### Problème court a
Citez fidèlement le passage de l'entretien sur la passion du patrimoine, en commençant à « Dans le précédent » et en terminant à « D’où vient-elle ? ».

### Extrait du texte
:::
Dans le précédent numéro de France Terres d’Histoire, Stéphane Bern, nommé par Emmanuel Macron à la tête d’un groupe de réflexion pour la sauvegarde du patrimoine français, appelait de ses vœux la mobilisation de tous les citoyens en faveur du patrimoine. Alexandra Sobczak n’a pas attendu cet appel, et œuvre depuis quelques années déjà, pour tenter de sauver de la démolition bâtiments et objets, avec une détermination sans faille. Nous l’avons rencontrée …
F.T.H. : Alexandra, vous êtes animée d’une véritable passion pour le patrimoine. D’où vient-elle ?
Alexandra Sobczak : Depuis mon plus jeune âge, je suis fascinée par les choses du passé. Avec mes grands-parents, dès l’âge de 5 ans, je me rendais dans tous les musées et sites historiques des Bouches-du-Rhône. C’est la raison pour laquelle le musée Borelly à Marseille, le musée Arlatan d’Arles, le musée militaire du Château de l’Empéri à Salon-de-Provence ou le site archéologique « Glanum » à Saint-Rémy-de-Provence n’ont pas de secrets pour moi. Je ne comprenais pas toujours ce que je regardais, mais à chaque fois, j’étais émerveillée par le fait que des milliers de personnes avaient, au fil de l’histoire, vu les mêmes choses et marché aux mêmes endroits. Je crois, d’ailleurs, que ce sentiment n’a jamais été aussi fort que lorsque je suis allée à Athènes visiter l’Acropole avec mes parents — je devais avoir 14 ans. Me dire que j’empruntais le même chemin que les illustres personnes de ce monde depuis des siècles était un privilège que seuls les sites historiques pouvaient offrir. Et puis, évidemment, je n’ai jamais caché ma passion pour Angélique Marquise des Anges. Cette saga romantique et romanesque m’a permis de développer un goût pour le mobilier ancien, les costumes et, bien entendu, les châteaux. Cela paraît un peu anecdotique et puéril, mais je n’en ai pas honte ; cela fait partie de mon histoire personnelle.
F.T.H. : Est-ce un événement particulier qui vous a fait prendre conscience de l’urgence à agir pour le patrimoine ?
:::
### Données fournies
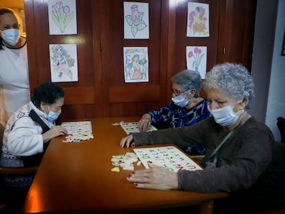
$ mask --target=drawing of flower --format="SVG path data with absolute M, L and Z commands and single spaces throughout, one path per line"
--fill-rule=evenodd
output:
M 198 47 L 194 48 L 194 54 L 193 54 L 192 51 L 188 52 L 188 57 L 191 58 L 193 57 L 194 60 L 193 61 L 192 63 L 192 68 L 195 67 L 195 71 L 196 72 L 198 72 L 198 67 L 200 64 L 201 64 L 202 58 L 204 56 L 204 54 L 202 54 L 202 50 L 199 49 Z
M 61 45 L 53 46 L 52 48 L 54 72 L 59 73 L 59 78 L 63 75 L 67 75 L 72 80 L 71 67 L 74 66 L 75 60 L 71 57 L 68 52 Z
M 189 27 L 192 29 L 193 34 L 203 33 L 207 34 L 208 32 L 205 31 L 206 21 L 207 18 L 205 17 L 206 10 L 202 7 L 196 7 L 195 11 L 192 11 L 189 13 Z
M 73 13 L 73 11 L 70 12 L 70 6 L 63 6 L 62 1 L 57 1 L 52 6 L 52 20 L 62 33 L 72 19 Z
M 125 19 L 127 24 L 131 26 L 131 34 L 136 37 L 138 31 L 142 30 L 147 27 L 147 24 L 142 21 L 144 14 L 142 12 L 138 12 L 137 5 L 133 5 L 131 10 L 131 15 L 127 15 Z

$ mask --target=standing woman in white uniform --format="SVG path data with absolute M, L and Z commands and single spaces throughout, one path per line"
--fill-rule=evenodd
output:
M 12 114 L 30 100 L 26 39 L 15 12 L 0 8 L 0 142 Z

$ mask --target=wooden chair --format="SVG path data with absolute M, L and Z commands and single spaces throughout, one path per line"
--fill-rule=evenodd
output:
M 1 155 L 2 140 L 0 140 L 0 157 Z M 3 176 L 34 175 L 37 166 L 28 167 L 3 167 L 0 166 L 0 214 L 21 213 L 21 203 L 25 197 L 28 189 L 10 187 L 2 182 Z

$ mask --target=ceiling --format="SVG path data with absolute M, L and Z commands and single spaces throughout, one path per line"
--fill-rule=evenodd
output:
M 0 7 L 5 6 L 11 8 L 24 8 L 24 0 L 1 0 Z

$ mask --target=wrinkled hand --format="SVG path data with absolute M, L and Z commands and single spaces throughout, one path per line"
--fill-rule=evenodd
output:
M 134 147 L 134 142 L 133 135 L 128 135 L 127 137 L 122 138 L 120 142 L 120 147 L 123 148 L 124 147 L 129 148 L 129 147 Z
M 151 124 L 151 116 L 149 114 L 142 115 L 138 123 L 138 128 L 140 131 L 145 131 Z
M 65 128 L 60 125 L 54 126 L 50 130 L 43 133 L 43 142 L 48 142 L 53 138 L 63 136 L 66 133 L 67 133 L 67 131 Z
M 149 169 L 138 170 L 129 175 L 127 180 L 134 183 L 136 188 L 159 190 L 177 189 L 178 178 L 163 167 L 148 163 Z

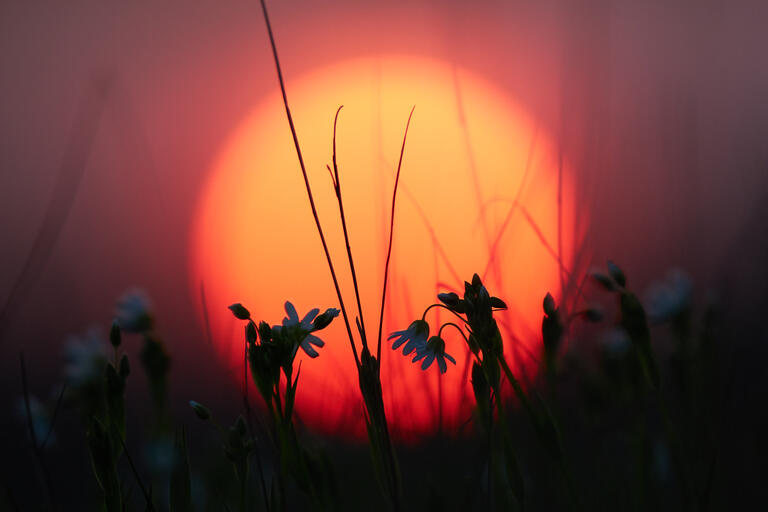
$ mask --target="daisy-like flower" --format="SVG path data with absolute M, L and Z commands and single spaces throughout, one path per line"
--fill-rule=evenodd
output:
M 285 328 L 294 328 L 294 329 L 298 328 L 301 331 L 299 334 L 300 336 L 299 346 L 304 352 L 306 352 L 306 354 L 309 357 L 312 357 L 312 358 L 317 357 L 319 354 L 312 345 L 314 345 L 315 347 L 322 347 L 323 345 L 325 345 L 325 342 L 323 340 L 321 340 L 320 338 L 312 334 L 312 332 L 316 330 L 312 321 L 315 319 L 317 314 L 320 313 L 320 309 L 319 308 L 311 309 L 309 313 L 304 315 L 304 318 L 299 320 L 299 314 L 296 312 L 296 308 L 293 306 L 293 304 L 291 304 L 290 301 L 286 301 L 285 312 L 288 314 L 288 316 L 283 318 L 283 325 L 274 326 L 272 328 L 272 331 L 273 332 L 278 331 L 282 333 Z M 331 308 L 323 314 L 331 315 L 335 317 L 339 313 L 337 309 Z
M 129 290 L 117 301 L 116 322 L 126 332 L 145 332 L 152 328 L 152 309 L 147 294 Z
M 692 290 L 691 279 L 683 271 L 670 270 L 664 280 L 651 284 L 646 291 L 648 317 L 656 323 L 677 317 L 690 307 Z
M 106 343 L 98 329 L 70 338 L 64 348 L 64 375 L 69 384 L 81 388 L 98 382 L 104 376 L 106 354 Z
M 420 354 L 427 346 L 427 337 L 429 337 L 429 324 L 424 320 L 415 320 L 404 331 L 395 331 L 389 335 L 388 340 L 392 342 L 392 350 L 397 350 L 405 343 L 403 355 L 407 356 L 414 350 Z
M 433 361 L 437 361 L 437 366 L 440 368 L 440 373 L 448 371 L 448 365 L 445 360 L 449 360 L 453 364 L 456 364 L 456 360 L 445 353 L 445 342 L 439 336 L 432 336 L 427 341 L 426 346 L 416 353 L 416 357 L 413 358 L 413 362 L 422 360 L 421 369 L 426 370 L 432 366 Z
:::
### Problème court b
Reproduisez à l'identique, et sans rien d'autre, les lignes des données fournies, en commençant par la ligne qui contient « mask --target=wooden chair » et en terminant par celle qui contient « M 149 169 L », ces deux lignes comprises.

### Résultat de l'exercice a
Dans le précédent numéro de France Terres d’Histoire, Stéphane Bern, nommé par Emmanuel Macron à la tête d’un groupe de réflexion pour la sauvegarde du patrimoine français, appelait de ses vœux la mobilisation de tous les citoyens en faveur du patrimoine. Alexandra Sobczak n’a pas attendu cet appel, et œuvre depuis quelques années déjà, pour tenter de sauver de la démolition bâtiments et objets, avec une détermination sans faille. Nous l’avons rencontrée …
F.T.H. : Alexandra, vous êtes animée d’une véritable passion pour le patrimoine. D’où vient-elle ?

### Résultat de l'exercice b
$ mask --target=wooden chair --format="SVG path data with absolute M, L and Z commands and single spaces throughout, one path per line"
--fill-rule=evenodd
output:
M 1 155 L 2 140 L 0 140 L 0 157 Z M 3 176 L 34 175 L 37 166 L 28 167 L 3 167 L 0 166 L 0 214 L 21 213 L 21 203 L 25 197 L 28 189 L 10 187 L 2 182 Z

$ mask --target=ceiling --format="SVG path data with absolute M, L and Z commands and single spaces throughout, one path per line"
--fill-rule=evenodd
output:
M 0 7 L 5 6 L 11 8 L 24 8 L 24 0 L 1 0 Z

$ mask --target=wrinkled hand --format="SVG path data with absolute M, L and Z commands and single spaces throughout, one path per line"
--fill-rule=evenodd
output:
M 134 147 L 134 142 L 133 135 L 128 135 L 127 137 L 122 138 L 120 142 L 120 147 L 123 148 L 124 147 L 129 148 L 129 147 Z
M 151 124 L 151 116 L 149 114 L 142 115 L 138 123 L 138 128 L 140 131 L 145 131 Z
M 65 128 L 60 125 L 54 126 L 50 130 L 43 133 L 43 142 L 48 142 L 53 138 L 63 136 L 66 133 L 67 133 L 67 131 Z
M 149 169 L 138 170 L 129 175 L 127 180 L 134 183 L 136 188 L 159 190 L 177 189 L 178 178 L 163 167 L 148 163 Z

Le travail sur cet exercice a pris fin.